(ASSIGNMENT)
Would you output the entries below only from the line containing "Can you find the mountain" through the line containing "Can you find the small", exactly as they stand and with both ends included?

(SOURCE MATERIAL)

═══

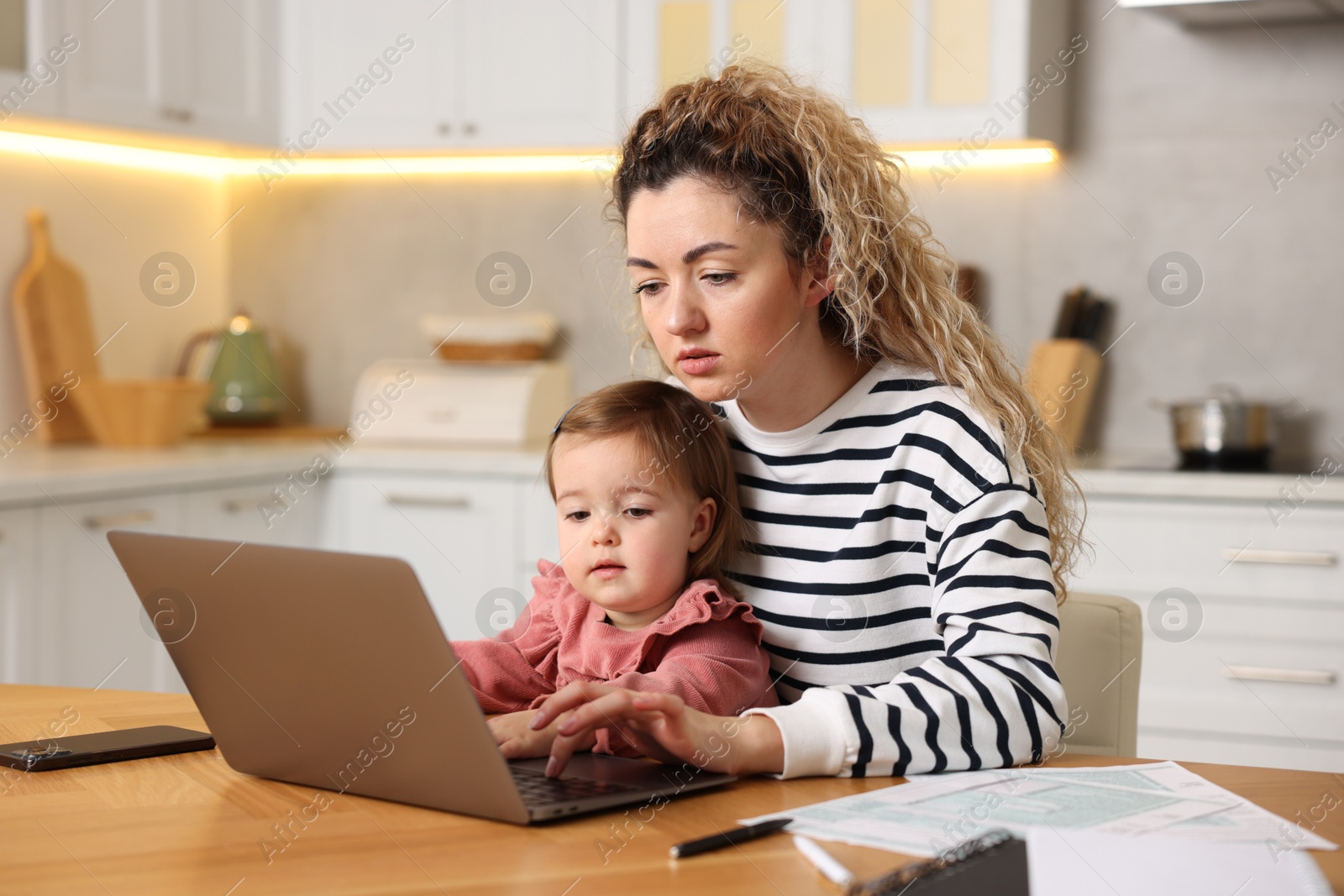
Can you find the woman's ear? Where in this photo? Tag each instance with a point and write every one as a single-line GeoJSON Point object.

═══

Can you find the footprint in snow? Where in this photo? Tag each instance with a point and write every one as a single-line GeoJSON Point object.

═══

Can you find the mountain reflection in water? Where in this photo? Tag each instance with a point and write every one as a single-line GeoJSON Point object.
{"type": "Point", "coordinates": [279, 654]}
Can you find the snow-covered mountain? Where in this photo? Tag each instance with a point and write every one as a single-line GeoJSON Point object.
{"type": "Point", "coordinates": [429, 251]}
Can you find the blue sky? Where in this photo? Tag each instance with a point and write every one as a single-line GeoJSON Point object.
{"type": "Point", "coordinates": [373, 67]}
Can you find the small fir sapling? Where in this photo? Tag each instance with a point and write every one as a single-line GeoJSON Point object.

═══

(YOUR RESPONSE)
Can you find the mountain reflection in water? Where in this photo? Tag each instance with a point and write every one as a single-line GeoJSON Point object.
{"type": "Point", "coordinates": [279, 654]}
Can you find the snow-covered mountain? Where in this photo? Tag each instance with a point and write every one as a single-line GeoJSON Point object.
{"type": "Point", "coordinates": [429, 251]}
Can you find the blue sky? Where in this photo? Tag each instance with a point and write every one as a single-line GeoJSON Point object.
{"type": "Point", "coordinates": [373, 67]}
Can you find the small fir sapling? Where in this photo? Tag each instance with a point and write every one as a single-line GeoJSON Point object.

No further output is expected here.